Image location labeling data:
****************

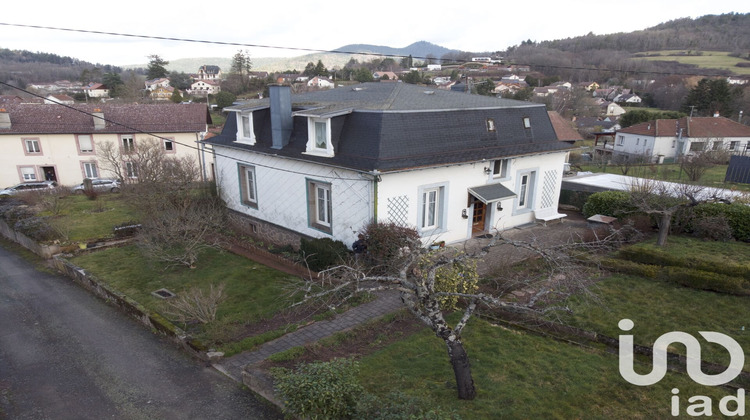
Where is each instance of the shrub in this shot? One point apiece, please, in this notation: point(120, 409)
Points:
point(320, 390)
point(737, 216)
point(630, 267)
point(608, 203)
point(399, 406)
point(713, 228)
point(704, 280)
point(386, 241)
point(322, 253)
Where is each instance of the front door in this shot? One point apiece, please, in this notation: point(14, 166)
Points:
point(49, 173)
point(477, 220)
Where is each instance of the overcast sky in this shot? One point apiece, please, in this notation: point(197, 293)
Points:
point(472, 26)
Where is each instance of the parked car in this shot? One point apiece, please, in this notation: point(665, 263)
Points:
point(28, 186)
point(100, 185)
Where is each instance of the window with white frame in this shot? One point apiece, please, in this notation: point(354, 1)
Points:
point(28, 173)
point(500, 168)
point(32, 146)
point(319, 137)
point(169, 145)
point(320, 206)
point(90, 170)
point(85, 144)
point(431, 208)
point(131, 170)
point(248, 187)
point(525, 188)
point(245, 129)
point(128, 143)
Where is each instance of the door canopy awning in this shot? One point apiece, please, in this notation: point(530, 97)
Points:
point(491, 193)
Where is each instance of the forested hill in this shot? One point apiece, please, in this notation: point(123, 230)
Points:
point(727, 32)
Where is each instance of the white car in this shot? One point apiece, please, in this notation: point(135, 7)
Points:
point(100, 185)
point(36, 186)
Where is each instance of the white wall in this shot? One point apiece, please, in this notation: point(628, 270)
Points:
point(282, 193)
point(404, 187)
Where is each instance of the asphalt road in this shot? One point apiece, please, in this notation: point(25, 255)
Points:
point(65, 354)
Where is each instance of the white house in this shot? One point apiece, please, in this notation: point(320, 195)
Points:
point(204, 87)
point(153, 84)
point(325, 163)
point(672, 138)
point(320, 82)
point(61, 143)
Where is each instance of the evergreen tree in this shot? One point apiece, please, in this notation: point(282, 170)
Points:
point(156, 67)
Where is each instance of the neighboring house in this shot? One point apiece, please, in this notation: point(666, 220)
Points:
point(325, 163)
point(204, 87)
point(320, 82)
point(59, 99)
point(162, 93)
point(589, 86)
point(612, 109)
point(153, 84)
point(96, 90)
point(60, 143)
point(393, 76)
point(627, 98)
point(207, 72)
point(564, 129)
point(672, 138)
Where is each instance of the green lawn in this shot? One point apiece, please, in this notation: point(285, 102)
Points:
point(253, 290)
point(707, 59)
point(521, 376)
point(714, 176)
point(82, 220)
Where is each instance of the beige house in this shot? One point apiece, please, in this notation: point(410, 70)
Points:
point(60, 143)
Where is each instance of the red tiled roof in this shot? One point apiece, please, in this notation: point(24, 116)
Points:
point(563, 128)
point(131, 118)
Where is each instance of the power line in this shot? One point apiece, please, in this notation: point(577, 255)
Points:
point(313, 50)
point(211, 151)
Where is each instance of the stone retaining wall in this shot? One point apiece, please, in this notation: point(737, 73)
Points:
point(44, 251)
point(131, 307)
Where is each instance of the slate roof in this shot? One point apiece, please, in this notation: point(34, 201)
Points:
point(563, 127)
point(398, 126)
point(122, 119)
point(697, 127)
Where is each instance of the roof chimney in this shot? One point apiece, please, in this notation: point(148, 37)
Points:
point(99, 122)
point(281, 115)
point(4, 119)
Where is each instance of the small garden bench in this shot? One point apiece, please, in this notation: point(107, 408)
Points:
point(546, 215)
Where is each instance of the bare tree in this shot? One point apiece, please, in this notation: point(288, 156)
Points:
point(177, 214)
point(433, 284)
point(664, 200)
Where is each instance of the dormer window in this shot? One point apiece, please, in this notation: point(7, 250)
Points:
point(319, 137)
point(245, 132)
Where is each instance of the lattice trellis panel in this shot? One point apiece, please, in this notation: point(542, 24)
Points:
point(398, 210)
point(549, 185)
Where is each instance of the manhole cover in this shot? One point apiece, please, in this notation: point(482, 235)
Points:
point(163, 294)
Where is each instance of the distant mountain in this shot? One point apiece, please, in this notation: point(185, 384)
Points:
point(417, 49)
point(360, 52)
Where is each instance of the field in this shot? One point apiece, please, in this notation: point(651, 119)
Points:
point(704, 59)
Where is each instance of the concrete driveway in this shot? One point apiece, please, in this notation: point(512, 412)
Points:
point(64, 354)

****************

Task instructions —
Copy out, word for word, the part of the data that begins with the line containing "Where is each instance of the concrete" and continues through the end of the data.

In response —
Where is each instance of the concrete driveway in this shot? One point apiece, please, in this notation: point(512, 412)
Points:
point(64, 354)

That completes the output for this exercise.